• SUPPLIED DATA
** start **
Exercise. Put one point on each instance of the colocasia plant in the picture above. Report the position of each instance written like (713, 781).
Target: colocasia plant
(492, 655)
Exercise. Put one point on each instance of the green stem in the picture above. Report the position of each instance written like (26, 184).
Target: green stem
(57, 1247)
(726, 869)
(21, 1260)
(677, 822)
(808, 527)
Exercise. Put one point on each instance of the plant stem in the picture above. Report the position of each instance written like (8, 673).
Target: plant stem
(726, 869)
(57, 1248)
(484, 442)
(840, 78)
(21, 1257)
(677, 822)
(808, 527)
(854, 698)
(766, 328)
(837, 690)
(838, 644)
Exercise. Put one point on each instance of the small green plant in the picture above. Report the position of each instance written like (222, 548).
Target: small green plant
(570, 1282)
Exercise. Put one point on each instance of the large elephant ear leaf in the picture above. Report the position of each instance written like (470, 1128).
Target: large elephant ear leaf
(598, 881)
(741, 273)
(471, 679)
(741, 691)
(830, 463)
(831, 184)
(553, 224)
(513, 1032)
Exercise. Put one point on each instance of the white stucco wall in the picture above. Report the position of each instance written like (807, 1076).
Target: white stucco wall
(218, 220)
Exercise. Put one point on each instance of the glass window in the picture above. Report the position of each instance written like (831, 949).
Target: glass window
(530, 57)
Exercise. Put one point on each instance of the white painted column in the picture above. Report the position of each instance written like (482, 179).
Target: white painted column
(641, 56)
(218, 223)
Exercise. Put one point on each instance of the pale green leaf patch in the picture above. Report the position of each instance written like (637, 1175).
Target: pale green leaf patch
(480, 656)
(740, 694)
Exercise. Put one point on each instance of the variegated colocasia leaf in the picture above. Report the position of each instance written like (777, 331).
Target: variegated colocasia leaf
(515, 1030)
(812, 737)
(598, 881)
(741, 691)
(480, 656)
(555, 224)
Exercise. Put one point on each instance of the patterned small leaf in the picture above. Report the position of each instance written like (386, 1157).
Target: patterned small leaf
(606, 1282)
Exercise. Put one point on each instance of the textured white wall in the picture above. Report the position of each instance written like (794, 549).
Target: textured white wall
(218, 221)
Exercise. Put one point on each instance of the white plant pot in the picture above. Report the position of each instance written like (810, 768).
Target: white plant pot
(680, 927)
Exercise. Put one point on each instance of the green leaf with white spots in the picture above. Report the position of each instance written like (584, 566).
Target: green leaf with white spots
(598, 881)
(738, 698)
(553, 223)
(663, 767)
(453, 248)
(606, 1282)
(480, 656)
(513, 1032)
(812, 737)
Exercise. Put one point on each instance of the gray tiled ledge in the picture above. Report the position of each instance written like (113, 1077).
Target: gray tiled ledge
** end **
Every record above must be duplicated exactly.

• RESULT BELOW
Exercise. Put one point on each instance of the colocasia plant in the picture above. Report the position of each instance written like (713, 781).
Target: colocasia plant
(492, 655)
Exercise. Put one point on each instance of the green stem in the picture above. Report the position of each instance written like (26, 184).
Target: green stem
(57, 1247)
(726, 869)
(21, 1260)
(677, 822)
(808, 527)
Exercise. Put one point on each instance of the plant stem in the picture above. Report the position of each instance written like (8, 673).
Target: plant stem
(726, 869)
(57, 1248)
(484, 442)
(840, 78)
(21, 1257)
(677, 822)
(808, 527)
(854, 698)
(766, 328)
(837, 690)
(838, 644)
Exercise. Put one point on each instance of the small green plant in the picture above. Report the position of each instance written like (222, 548).
Target: small green plant
(570, 1282)
Exercise. Put one point on each instance of the large elephant ear leaf in the picture above. Report the position of each instance written like (470, 1128).
Target: large elephant ear leaf
(598, 881)
(741, 273)
(471, 679)
(741, 691)
(830, 463)
(831, 184)
(553, 224)
(513, 1032)
Exercise. Put one point on each instance of the white stucco wall in the picture above. Report the position of each instance written like (807, 1076).
Target: white stucco wall
(218, 220)
Exercise. Put one point on each instance of the glass window in the picture above. Report the position of each instance written like (831, 949).
Target: glass window
(530, 57)
Exercise. Put one point on each instance of the white painted column in the picture above. Report the position of each instance written like (482, 179).
Target: white painted column
(641, 56)
(218, 223)
Exercise. Put one point on each instance of the pale green leaf patch in the picture above. Report the position of each instance written like (637, 1175).
Target: pale green leaf patch
(480, 656)
(740, 694)
Exercise. Put one point on each instance of the variegated colocasia leaf in the picture above. Report the position of each instance written like (777, 331).
Target: variegated colocasia leaf
(515, 1030)
(812, 737)
(598, 881)
(741, 691)
(480, 656)
(555, 224)
Exercise. Put one point on each instance of the patterned small leaf in the picture above. Report the position of each instance written like (386, 1157).
Target: patterned small leaf
(606, 1282)
Exercise. Put one point on each instance of the textured white wall in the picture above. Report the position of each instance written like (794, 549).
Target: textured white wall
(218, 221)
Exercise. Put one point on each instance of the white plant pot in the picture above. Report the position of each instance written like (810, 768).
Target: white plant pot
(680, 927)
Exercise. Put one point on each instance of the green leaf with white spots in the picture above. Report the position of each instance written like (584, 566).
Target: green leaf with white spots
(598, 881)
(738, 698)
(553, 223)
(663, 767)
(453, 248)
(606, 1282)
(480, 656)
(513, 1032)
(812, 737)
Exercise. Put one point on each instance of the gray tiled ledge in the picture above. Report the position of each instance written like (113, 1077).
Target: gray tiled ledge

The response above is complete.